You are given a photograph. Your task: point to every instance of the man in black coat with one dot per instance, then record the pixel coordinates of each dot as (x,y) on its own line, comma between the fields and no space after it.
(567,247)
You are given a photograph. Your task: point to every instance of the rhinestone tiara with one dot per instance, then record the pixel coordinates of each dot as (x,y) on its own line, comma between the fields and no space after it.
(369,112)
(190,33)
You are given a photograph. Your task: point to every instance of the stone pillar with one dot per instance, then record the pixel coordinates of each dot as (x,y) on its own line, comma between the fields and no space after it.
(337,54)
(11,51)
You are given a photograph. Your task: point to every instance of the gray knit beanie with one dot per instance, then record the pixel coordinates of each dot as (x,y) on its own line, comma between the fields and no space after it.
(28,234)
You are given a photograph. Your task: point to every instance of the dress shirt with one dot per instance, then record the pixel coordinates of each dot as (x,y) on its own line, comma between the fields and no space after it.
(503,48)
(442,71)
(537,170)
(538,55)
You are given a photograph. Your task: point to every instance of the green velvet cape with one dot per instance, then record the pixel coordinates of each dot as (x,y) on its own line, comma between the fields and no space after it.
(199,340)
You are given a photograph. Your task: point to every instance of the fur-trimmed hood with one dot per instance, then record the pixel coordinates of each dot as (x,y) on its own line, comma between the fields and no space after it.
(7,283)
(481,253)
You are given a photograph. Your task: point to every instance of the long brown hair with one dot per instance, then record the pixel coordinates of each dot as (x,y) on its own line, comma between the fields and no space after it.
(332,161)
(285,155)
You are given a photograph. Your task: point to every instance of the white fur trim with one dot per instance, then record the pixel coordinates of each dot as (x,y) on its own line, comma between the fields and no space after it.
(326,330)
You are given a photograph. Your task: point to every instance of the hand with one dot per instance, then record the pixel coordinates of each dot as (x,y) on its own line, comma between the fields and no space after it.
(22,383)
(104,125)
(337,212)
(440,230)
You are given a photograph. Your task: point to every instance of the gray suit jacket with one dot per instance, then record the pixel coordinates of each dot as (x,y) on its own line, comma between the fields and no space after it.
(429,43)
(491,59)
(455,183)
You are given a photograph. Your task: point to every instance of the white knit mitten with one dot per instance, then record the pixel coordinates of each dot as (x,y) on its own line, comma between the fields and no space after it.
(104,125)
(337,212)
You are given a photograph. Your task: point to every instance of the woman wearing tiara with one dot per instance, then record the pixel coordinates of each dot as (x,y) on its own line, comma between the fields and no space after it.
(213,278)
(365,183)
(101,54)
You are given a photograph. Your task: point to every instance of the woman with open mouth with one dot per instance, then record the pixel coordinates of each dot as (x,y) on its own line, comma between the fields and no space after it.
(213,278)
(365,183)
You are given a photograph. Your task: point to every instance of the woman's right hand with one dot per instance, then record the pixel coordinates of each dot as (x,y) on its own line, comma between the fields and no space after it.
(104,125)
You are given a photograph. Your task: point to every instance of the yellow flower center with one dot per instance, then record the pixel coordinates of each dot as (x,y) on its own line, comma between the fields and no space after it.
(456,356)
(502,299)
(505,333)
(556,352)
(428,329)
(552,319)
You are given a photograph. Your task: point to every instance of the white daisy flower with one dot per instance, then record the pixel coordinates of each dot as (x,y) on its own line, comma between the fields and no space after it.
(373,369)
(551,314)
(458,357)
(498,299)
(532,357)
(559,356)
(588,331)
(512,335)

++++++++++

#### WRITTEN INSTRUCTION:
Reproduce every line from the one containing "of the yellow" through the end of the items, requests included, and shift each coordinate in the answers by -148.

#### FINAL RESULT:
You are given a photograph. Your task: point to every instance of the yellow flower center with one dot per instance, then record the pixel coordinates of each dot as (x,y) on its own line, comma between the fields and no space after it.
(308,208)
(354,151)
(357,185)
(408,204)
(280,181)
(404,171)
You are given a photograph. Your task: point to every instance of the white daisy flower with one dot per instance, then record the pixel coordinates of each dot as (x,y) on its own line, comma between the fields and no space after it.
(225,221)
(403,166)
(310,209)
(350,151)
(384,209)
(411,208)
(440,183)
(364,187)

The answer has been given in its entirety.